--- start of Data for this task ---

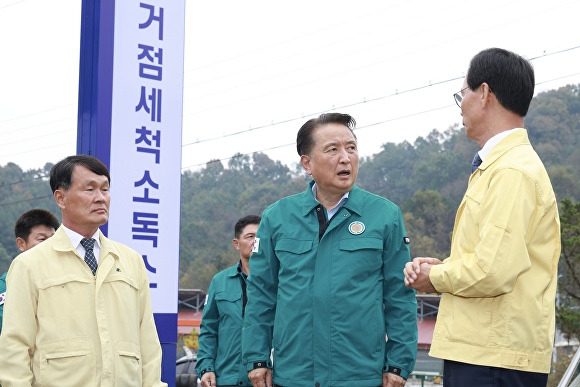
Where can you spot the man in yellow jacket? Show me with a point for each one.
(495, 325)
(78, 311)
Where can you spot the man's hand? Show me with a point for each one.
(392, 380)
(261, 377)
(208, 380)
(417, 274)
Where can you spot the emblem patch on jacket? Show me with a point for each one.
(356, 228)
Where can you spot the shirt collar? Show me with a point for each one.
(334, 209)
(240, 271)
(483, 152)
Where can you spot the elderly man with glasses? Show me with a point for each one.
(495, 325)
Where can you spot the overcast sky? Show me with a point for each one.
(255, 71)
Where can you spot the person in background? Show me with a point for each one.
(31, 228)
(78, 311)
(219, 358)
(495, 325)
(326, 277)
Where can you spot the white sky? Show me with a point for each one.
(264, 67)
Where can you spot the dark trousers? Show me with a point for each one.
(457, 374)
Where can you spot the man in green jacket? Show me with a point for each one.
(31, 228)
(496, 320)
(219, 358)
(326, 283)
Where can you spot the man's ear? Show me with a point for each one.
(59, 198)
(21, 244)
(305, 162)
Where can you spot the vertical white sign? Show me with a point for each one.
(146, 120)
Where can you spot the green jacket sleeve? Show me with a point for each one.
(208, 333)
(261, 307)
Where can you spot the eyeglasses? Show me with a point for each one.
(458, 97)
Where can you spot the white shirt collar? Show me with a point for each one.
(75, 239)
(483, 152)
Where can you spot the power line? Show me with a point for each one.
(25, 200)
(356, 129)
(362, 127)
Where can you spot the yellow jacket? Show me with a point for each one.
(499, 283)
(64, 327)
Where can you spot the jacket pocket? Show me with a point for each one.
(68, 362)
(128, 365)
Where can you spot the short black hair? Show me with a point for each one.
(509, 76)
(61, 172)
(32, 218)
(243, 222)
(305, 140)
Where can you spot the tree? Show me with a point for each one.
(568, 313)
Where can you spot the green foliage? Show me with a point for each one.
(426, 179)
(19, 192)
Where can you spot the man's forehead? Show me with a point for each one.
(83, 175)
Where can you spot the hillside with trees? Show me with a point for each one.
(426, 178)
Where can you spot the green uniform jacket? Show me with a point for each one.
(325, 306)
(220, 337)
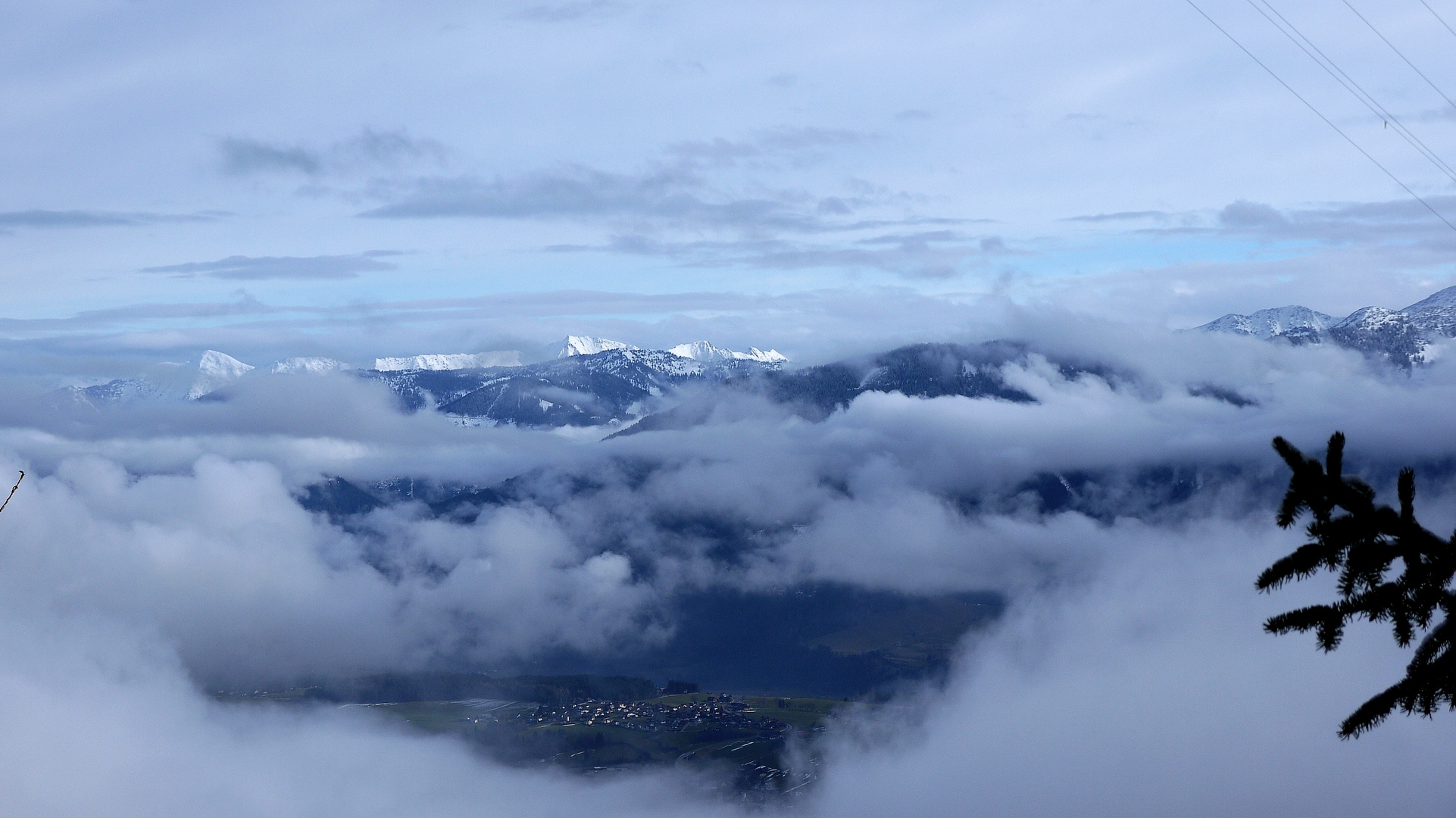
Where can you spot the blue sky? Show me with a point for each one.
(1120, 159)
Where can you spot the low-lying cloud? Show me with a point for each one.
(158, 548)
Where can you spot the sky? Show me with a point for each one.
(829, 180)
(385, 178)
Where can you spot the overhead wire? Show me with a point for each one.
(1398, 52)
(1290, 89)
(1439, 18)
(1348, 83)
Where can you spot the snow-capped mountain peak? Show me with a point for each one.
(705, 351)
(309, 366)
(1435, 314)
(586, 345)
(450, 361)
(214, 371)
(1271, 323)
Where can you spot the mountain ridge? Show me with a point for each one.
(1400, 336)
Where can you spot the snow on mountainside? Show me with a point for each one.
(583, 345)
(705, 351)
(456, 361)
(1401, 336)
(1435, 314)
(308, 366)
(165, 382)
(1269, 323)
(214, 371)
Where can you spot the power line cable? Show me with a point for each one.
(1348, 83)
(1398, 53)
(1439, 18)
(1321, 115)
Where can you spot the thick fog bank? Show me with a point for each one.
(161, 548)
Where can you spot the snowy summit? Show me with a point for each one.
(584, 345)
(705, 351)
(451, 361)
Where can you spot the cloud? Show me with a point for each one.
(66, 219)
(302, 268)
(1124, 216)
(676, 192)
(156, 548)
(567, 12)
(369, 150)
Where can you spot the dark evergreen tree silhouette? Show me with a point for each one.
(1362, 543)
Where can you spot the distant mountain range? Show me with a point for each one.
(597, 382)
(590, 382)
(1401, 336)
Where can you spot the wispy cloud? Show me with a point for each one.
(64, 219)
(567, 12)
(369, 150)
(260, 268)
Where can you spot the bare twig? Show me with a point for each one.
(12, 492)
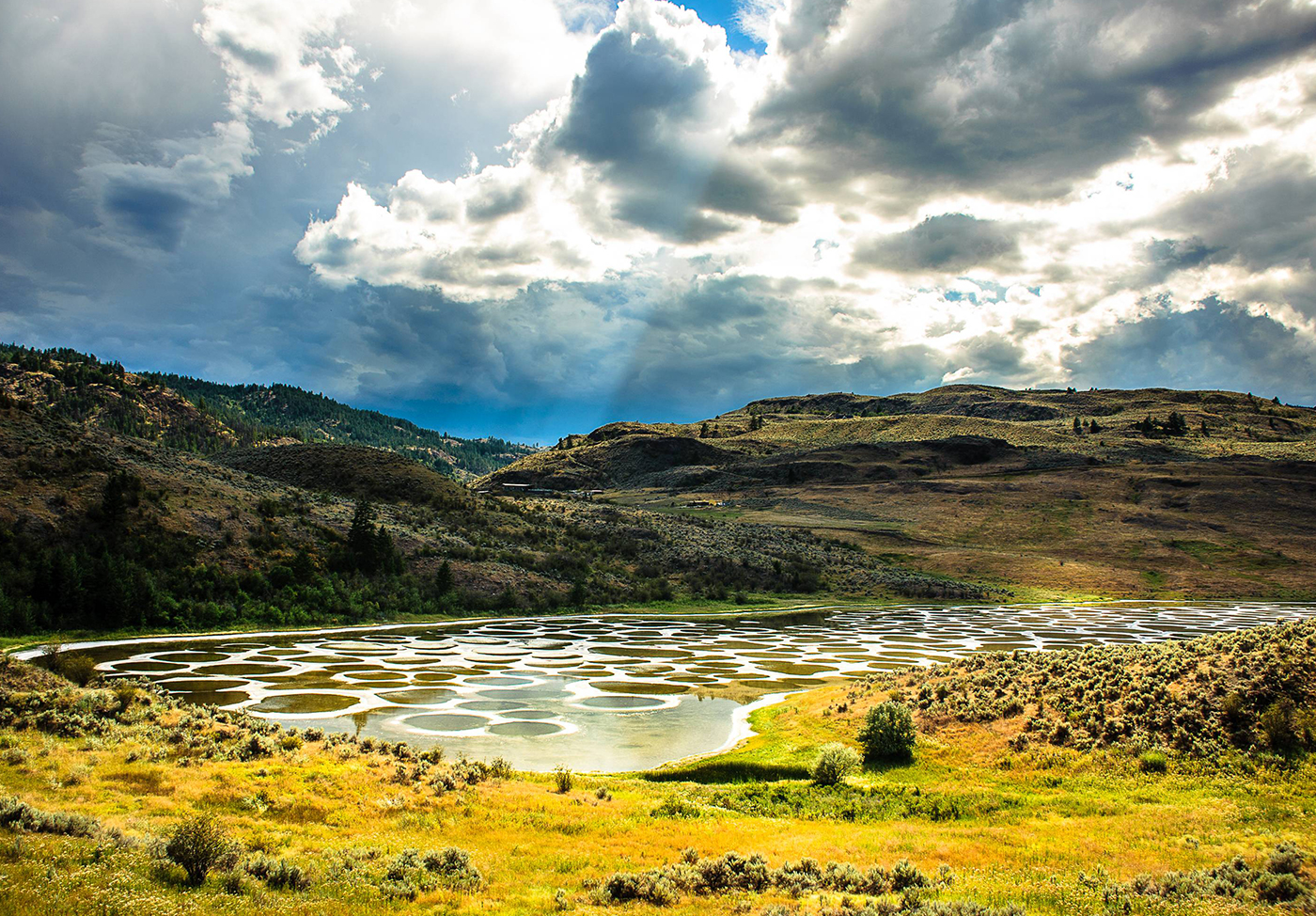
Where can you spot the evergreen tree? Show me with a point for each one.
(444, 578)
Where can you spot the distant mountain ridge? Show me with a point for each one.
(844, 437)
(206, 416)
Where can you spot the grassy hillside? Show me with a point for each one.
(207, 418)
(318, 419)
(1151, 493)
(102, 782)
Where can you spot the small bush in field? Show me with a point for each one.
(1153, 761)
(563, 778)
(887, 734)
(833, 765)
(200, 845)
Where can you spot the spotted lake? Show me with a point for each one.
(614, 692)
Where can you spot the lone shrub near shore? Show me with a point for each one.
(200, 845)
(833, 765)
(887, 734)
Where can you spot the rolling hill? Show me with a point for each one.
(1079, 493)
(207, 418)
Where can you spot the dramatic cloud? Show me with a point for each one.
(948, 243)
(536, 221)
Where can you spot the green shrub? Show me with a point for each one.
(1278, 722)
(677, 806)
(833, 764)
(81, 669)
(1286, 860)
(453, 866)
(562, 778)
(1153, 761)
(887, 734)
(22, 816)
(200, 845)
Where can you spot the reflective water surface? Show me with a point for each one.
(620, 692)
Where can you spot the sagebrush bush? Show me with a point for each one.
(200, 845)
(835, 762)
(887, 734)
(1153, 761)
(1279, 880)
(737, 873)
(22, 816)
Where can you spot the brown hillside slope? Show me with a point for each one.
(995, 484)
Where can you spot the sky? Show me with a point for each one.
(529, 217)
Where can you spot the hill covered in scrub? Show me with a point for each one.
(104, 529)
(207, 418)
(963, 429)
(1076, 493)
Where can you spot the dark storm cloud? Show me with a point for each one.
(638, 111)
(1219, 345)
(1013, 99)
(157, 214)
(1261, 214)
(948, 243)
(727, 341)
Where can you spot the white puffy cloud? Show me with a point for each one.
(605, 203)
(282, 63)
(879, 160)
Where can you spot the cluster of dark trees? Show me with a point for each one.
(116, 569)
(311, 418)
(253, 412)
(1171, 425)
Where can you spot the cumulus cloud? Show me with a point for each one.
(280, 65)
(892, 195)
(948, 243)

--- end of Data for this task ---

The problem » Rewrite every line of the records with "Show me with a point for each one" replaced by "Mark each one with a point" and everything else left as it is. Leave the pictures out of your answer.

Exercise output »
Where can you spot the man in yellow jacket? Mark each one with a point.
(495, 325)
(78, 311)
Where can you spot the man's hand? Mark each one with a point.
(392, 380)
(261, 377)
(208, 380)
(417, 274)
Where can you spot the emblem patch on jacket? Mark each one with a point.
(356, 228)
Where can you spot the shirt collar? Mark each one with a point.
(334, 209)
(240, 271)
(483, 152)
Where can you spot the elderly man with glasses? Mark each one with a point.
(495, 325)
Where can you spot the overcast sky? Mark each one with a point.
(255, 71)
Where can you spot the person in background? Mark each one with a point.
(31, 228)
(78, 311)
(219, 358)
(495, 325)
(326, 277)
Where can you spot the white sky? Mark each one with a point.
(264, 67)
Where can you spot the dark trousers? Mark each one with a point.
(457, 374)
Where can you spot the man in green jacket? Mark each one with a point.
(31, 228)
(496, 320)
(219, 358)
(326, 283)
Where can you spot the man's ear? Mark each one with a point.
(59, 198)
(21, 244)
(305, 162)
Where can you spot the vertical white sign? Mark each one with a point.
(146, 120)
Where can you spot the green jacket sleeve? Mark each one with a point.
(208, 333)
(261, 307)
Where can you spot the eyeglasses? Mark each one with a point.
(458, 97)
Where can you spot the white shirt collar? Mark each one with a point.
(75, 239)
(483, 152)
Where can you spot the power line? Mark each one with a point.
(25, 200)
(356, 129)
(362, 127)
Where can you spot the yellow jacket? Mark each one with a point.
(499, 283)
(64, 327)
Where can you spot the jacket pocket? Mark each one with a point.
(68, 362)
(128, 365)
Where can you spot the short black hair? Mark each one with a point.
(509, 76)
(61, 172)
(32, 218)
(243, 222)
(305, 140)
Where can you spot the tree? Mark each one with a point.
(568, 313)
Where can you spot the green foliage? Mark each one with a point.
(426, 179)
(19, 192)
Where can you spot the man's forehead? Mark each one with a point.
(83, 175)
Where can you spot the hillside with trees? Mark each one with a point.
(426, 178)
Where can you spot the green uniform jacket? Mark each one with a point.
(325, 306)
(220, 337)
Where can you spot the blue sky? Mark each one with a point.
(1120, 159)
Where can you spot the low-lying cloud? Mark each one with a point.
(158, 548)
Where can you spot the sky? Mark each one with a point.
(829, 180)
(385, 178)
Where can you spot the overhead wire? Mark each one with a point.
(1398, 52)
(1290, 89)
(1439, 18)
(1348, 83)
Where can you spot the snow-capped mountain peak? Mark each one with a point.
(705, 351)
(309, 366)
(1435, 314)
(586, 345)
(450, 361)
(214, 371)
(1271, 323)
Where can you spot the mountain ridge? Mark each one with a point.
(1400, 336)
Where can you spot the snow on mountainside? Mark each one with a point.
(583, 345)
(705, 351)
(456, 361)
(1401, 336)
(1435, 314)
(308, 366)
(165, 382)
(1269, 323)
(214, 371)
Where can you spot the power line cable? Mark each one with a point.
(1348, 83)
(1398, 53)
(1439, 18)
(1321, 115)
Where can you spot the thick fog bank? Mark each one with a point.
(161, 548)
Where can you spot the snowy summit? Mark each one with a point.
(584, 345)
(705, 351)
(451, 361)
Where can you spot the cloud? Mark each one with a point.
(66, 219)
(302, 268)
(1124, 216)
(676, 192)
(156, 548)
(567, 12)
(369, 150)
Where can you spot the dark evergreen tree silhouette? Mark each one with a point.
(1362, 543)
Where can you spot the distant mountain range? Mark each one with a point.
(597, 382)
(590, 382)
(1401, 336)
Where can you spot the wispy cloud? Mark each one with a point.
(64, 219)
(567, 12)
(369, 150)
(260, 268)
Where can you spot the bare twig? Mark each one with a point.
(12, 492)
Where can you spot the evergreen tree? Mark each one with a point.
(444, 578)
Where can you spot the distant mountain ridge? Mark each one with a point.
(844, 437)
(206, 416)
Where can you spot the grassy hillside? Mark each one with a point.
(207, 418)
(318, 419)
(1151, 493)
(102, 782)
Where can you spot the small bush in field? Mark each one with a point.
(1153, 761)
(563, 778)
(887, 734)
(833, 765)
(200, 845)
Where can you spot the spotted lake? Mark each one with a point.
(614, 692)
Where can you spot the lone shrub near shore? Mark each one with a point.
(200, 845)
(833, 765)
(887, 734)
Where can you spot the rolling hill? Mark each one with a point.
(1079, 493)
(207, 418)
Where can you spot the dramatic cloud? Mark each one with a point.
(948, 243)
(536, 221)
Where can you spot the green shrub? Mark each one with a point.
(1278, 722)
(677, 806)
(833, 764)
(81, 669)
(1286, 860)
(453, 866)
(562, 778)
(1153, 761)
(887, 734)
(22, 816)
(200, 845)
Where can you spot the reflective water surface? Mark each one with a point.
(620, 692)
Where can you spot the sagebrush bush? Mark each one with a point.
(200, 845)
(835, 762)
(887, 734)
(1153, 761)
(1279, 880)
(737, 873)
(22, 816)
Where can you spot the brown hillside slope? Mark each one with a point.
(995, 484)
Where can you spot the sky? Mark each one with a point.
(529, 217)
Where can you spot the hill covered in scrub? Mark each one with a point.
(104, 529)
(207, 418)
(963, 429)
(1076, 493)
Where can you spot the dark storm cloud? Mark each one with a point.
(638, 111)
(1219, 345)
(1013, 99)
(157, 214)
(1261, 214)
(948, 243)
(727, 341)
Where can you spot the white puffy cloud? Mark each one with a point.
(605, 203)
(282, 63)
(879, 160)
Where can you spot the cluster of dark trees? Mark each one with a point.
(116, 569)
(311, 418)
(253, 412)
(1171, 425)
Where can you spot the cumulus cloud? Mark each one with a point.
(280, 65)
(892, 195)
(948, 243)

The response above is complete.